**PROBLEM TO WORK ON**
Copy exactly the run of lines that begins at the line with "Return one point per instance of the car side" and ends at the final line of the entries.

━━━ STORED ROWS

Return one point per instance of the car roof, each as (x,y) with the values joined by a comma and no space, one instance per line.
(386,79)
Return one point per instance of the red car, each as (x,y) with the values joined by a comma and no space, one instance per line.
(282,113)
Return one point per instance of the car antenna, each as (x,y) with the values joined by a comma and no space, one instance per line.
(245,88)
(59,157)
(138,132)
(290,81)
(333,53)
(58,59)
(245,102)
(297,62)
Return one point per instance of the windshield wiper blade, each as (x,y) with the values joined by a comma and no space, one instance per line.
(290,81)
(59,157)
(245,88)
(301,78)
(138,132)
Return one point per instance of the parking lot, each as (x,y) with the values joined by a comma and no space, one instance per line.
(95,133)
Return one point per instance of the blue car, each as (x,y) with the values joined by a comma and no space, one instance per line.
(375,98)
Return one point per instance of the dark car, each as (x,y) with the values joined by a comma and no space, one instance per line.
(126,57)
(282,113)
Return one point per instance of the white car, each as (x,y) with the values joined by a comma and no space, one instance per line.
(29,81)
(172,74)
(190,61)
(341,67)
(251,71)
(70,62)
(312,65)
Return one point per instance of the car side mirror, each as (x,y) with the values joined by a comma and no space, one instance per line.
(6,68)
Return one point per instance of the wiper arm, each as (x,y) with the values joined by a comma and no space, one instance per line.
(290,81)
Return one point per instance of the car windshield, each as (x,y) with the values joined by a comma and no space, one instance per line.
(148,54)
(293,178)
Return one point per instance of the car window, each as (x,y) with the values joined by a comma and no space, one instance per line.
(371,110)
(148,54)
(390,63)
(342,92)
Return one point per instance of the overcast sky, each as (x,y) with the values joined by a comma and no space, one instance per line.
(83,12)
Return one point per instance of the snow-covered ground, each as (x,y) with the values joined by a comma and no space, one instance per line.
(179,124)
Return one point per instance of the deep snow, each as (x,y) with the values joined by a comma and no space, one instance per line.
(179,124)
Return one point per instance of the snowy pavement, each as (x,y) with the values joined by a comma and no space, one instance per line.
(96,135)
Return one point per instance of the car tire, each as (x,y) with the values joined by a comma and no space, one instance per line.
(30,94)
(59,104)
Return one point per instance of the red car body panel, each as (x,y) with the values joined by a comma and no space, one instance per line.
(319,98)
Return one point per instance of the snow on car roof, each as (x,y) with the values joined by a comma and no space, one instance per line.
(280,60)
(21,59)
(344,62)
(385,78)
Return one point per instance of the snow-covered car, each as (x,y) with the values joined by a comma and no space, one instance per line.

━━━━━━

**IN RESPONSE**
Return one point per instance of the car side mirror, each as (x,y) with the values joined by a comma and no space, one instance per line.
(6,68)
Return one point per instance of the wiper arm, each as (x,y) with the values joined by a comma and no space, one instance per line.
(290,81)
Return one point per instance of the car windshield, each as (x,y) with the values joined by a comma and no space, one instance per line.
(148,54)
(293,178)
Return one point per instance of the car window, each as (x,y) with the values joined by a comma and no space, one instance per line.
(371,110)
(148,54)
(390,63)
(342,92)
Return one point per instance of the overcast sky, each as (x,y) with the values joined by a comma and no space, one instance per line.
(83,12)
Return one point per instance of the snow-covered ground, each as (x,y) with the values joined by a comma and no space, one instance per line.
(179,124)
Return one point per instance of the deep snow, each as (x,y) with the values joined by a comma and no space, one instance per line.
(179,124)
Return one point per instance of the snowy pavement, each as (x,y) with the values joined by a comma and no space, one instance per line.
(96,135)
Return one point per instance of the car tire, each as (x,y) with the values joined by a comma and no space, one instance per line.
(30,94)
(59,104)
Return one point per instance of the red car body panel, each as (x,y) with the values joined by a comma and no space, one instance per line.
(319,98)
Return one point per instance of the snow on car roof, each as (x,y) with the values joined by a comma and no space, one instance per line.
(280,60)
(21,59)
(344,62)
(385,78)
Return one point per instance of the snow-covered car, each as (x,y) with the values joined by a comma and no space, one instance per line.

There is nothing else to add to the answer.